Point-based annotation records:
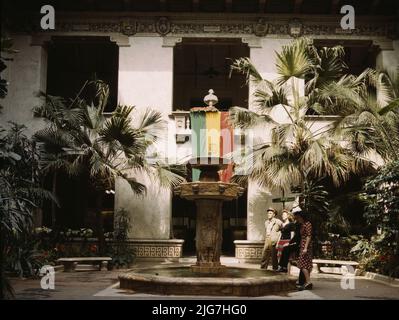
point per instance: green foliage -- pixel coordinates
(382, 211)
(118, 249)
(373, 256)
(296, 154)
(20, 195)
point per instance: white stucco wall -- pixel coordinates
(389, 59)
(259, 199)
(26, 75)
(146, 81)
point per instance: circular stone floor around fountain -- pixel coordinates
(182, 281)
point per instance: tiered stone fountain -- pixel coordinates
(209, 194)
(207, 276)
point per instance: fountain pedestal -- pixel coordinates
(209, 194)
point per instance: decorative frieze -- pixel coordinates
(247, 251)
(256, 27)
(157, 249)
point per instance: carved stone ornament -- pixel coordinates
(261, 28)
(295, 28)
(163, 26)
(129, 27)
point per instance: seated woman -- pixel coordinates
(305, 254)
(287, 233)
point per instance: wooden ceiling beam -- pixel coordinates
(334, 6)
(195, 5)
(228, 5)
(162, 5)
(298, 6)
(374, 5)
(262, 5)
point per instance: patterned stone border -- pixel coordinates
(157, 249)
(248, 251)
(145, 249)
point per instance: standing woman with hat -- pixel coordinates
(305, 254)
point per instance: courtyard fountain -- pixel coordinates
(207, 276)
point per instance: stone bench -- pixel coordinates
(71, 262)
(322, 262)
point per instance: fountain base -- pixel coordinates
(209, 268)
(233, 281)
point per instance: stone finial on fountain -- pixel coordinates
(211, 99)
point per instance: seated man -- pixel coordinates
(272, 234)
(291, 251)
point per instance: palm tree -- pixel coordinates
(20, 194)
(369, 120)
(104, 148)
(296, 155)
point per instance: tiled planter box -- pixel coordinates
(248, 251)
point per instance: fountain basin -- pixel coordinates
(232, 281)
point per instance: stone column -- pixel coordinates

==

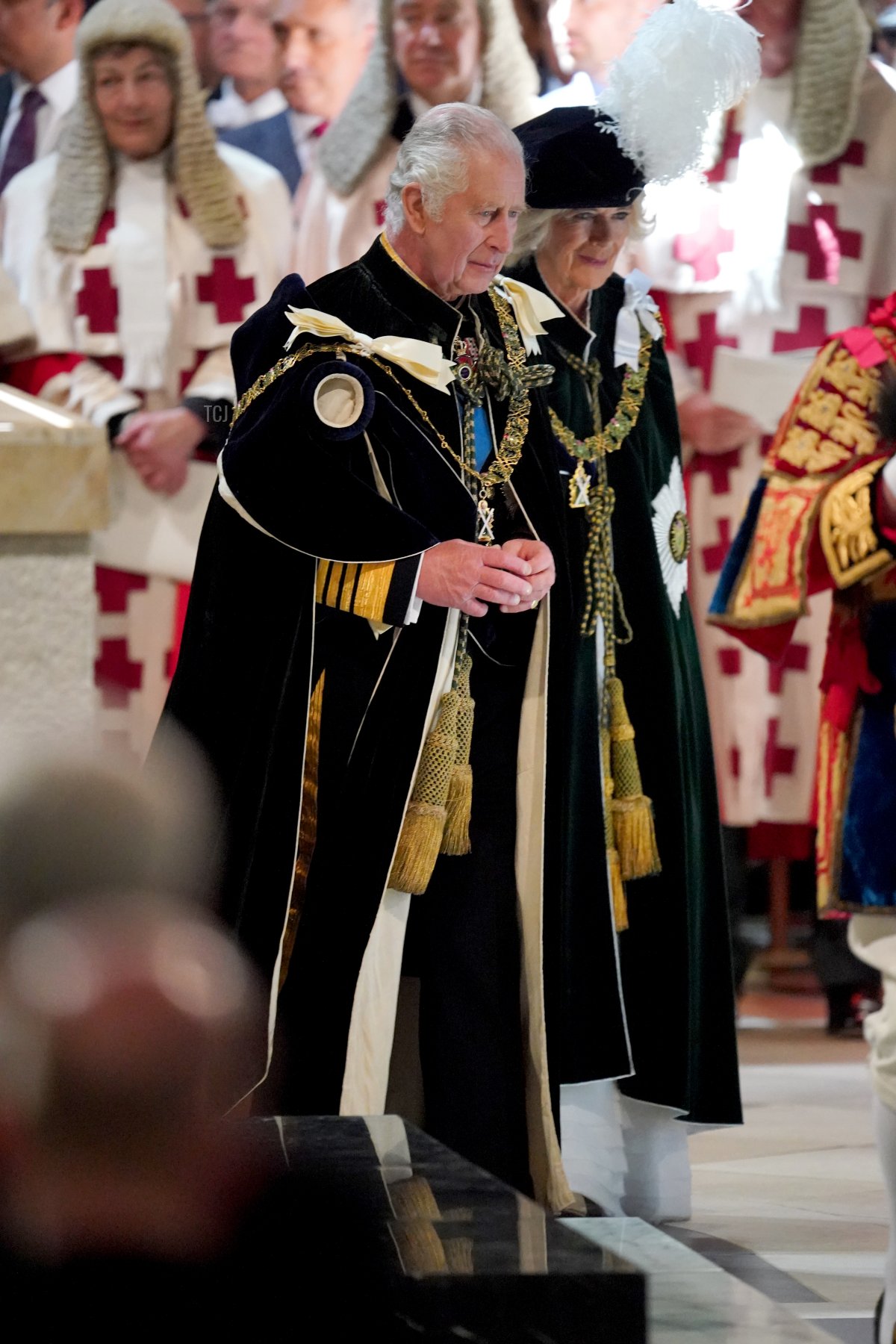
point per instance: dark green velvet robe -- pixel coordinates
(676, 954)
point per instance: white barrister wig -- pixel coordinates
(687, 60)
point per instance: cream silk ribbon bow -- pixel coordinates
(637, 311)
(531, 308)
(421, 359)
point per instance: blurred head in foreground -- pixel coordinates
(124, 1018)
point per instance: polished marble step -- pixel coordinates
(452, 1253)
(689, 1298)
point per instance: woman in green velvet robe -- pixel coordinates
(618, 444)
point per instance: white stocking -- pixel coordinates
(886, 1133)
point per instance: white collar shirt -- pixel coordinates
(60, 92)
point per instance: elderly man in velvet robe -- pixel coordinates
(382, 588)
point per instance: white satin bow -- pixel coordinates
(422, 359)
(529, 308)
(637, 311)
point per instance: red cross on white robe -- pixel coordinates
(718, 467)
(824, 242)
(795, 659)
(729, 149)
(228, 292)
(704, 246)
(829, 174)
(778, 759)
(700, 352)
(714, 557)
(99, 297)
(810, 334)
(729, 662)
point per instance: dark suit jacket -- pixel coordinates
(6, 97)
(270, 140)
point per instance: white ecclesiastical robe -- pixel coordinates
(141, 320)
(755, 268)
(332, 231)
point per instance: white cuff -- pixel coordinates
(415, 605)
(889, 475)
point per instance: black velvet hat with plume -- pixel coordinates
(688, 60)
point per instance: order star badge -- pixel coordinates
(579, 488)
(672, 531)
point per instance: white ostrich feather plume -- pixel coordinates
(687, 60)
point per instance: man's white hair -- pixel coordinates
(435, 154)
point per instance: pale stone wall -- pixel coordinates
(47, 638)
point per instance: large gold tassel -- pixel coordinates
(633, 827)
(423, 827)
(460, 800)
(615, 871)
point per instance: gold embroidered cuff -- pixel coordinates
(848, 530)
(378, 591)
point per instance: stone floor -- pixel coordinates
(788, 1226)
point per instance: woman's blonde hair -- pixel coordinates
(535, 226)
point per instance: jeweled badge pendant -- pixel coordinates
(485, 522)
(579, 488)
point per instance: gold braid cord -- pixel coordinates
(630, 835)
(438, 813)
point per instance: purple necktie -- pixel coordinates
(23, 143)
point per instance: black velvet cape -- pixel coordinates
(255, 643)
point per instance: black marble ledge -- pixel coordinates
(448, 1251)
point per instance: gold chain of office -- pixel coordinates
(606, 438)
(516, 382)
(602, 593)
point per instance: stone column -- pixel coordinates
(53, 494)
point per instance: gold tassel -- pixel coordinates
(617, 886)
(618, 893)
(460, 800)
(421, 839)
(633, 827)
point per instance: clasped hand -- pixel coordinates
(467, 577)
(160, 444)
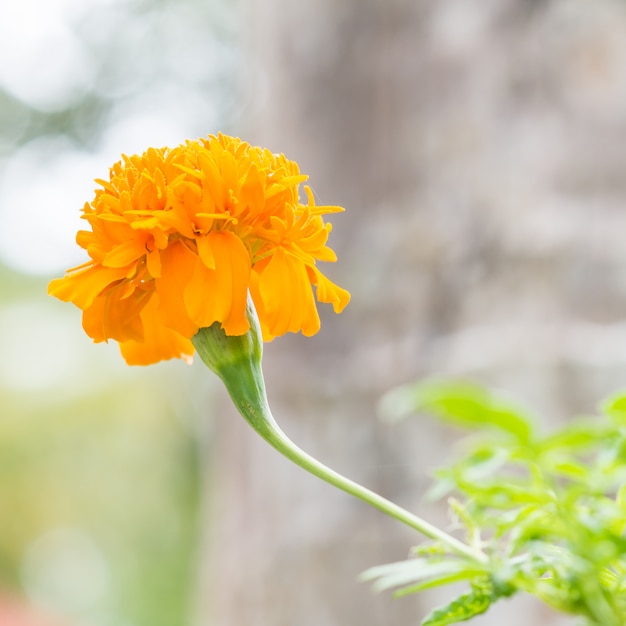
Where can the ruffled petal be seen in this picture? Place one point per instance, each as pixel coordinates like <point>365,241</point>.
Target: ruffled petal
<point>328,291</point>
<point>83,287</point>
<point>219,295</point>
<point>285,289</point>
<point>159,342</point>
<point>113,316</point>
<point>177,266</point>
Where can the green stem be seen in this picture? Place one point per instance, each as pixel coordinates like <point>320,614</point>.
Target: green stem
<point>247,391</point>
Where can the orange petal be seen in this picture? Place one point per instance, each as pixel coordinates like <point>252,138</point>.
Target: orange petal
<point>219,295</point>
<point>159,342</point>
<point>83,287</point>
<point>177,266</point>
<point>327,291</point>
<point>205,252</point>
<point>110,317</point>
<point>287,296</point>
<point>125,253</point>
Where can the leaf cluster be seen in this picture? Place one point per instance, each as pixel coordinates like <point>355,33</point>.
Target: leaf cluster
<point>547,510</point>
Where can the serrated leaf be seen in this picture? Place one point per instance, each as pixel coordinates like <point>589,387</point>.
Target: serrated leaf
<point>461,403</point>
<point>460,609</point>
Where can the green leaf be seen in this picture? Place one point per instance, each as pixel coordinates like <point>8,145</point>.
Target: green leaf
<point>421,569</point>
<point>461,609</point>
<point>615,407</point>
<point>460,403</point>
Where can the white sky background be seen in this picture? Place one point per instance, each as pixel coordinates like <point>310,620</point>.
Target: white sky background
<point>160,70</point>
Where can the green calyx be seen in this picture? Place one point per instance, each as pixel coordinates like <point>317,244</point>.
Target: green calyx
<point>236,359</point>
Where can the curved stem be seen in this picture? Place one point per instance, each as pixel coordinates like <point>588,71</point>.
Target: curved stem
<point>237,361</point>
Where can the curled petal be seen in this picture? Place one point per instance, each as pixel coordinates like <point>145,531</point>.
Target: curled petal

**Problem to work on:**
How many lines of the records contain the string "hair"? Matching is case-sensitive, so reply with the number alone.

**Output of the task:**
2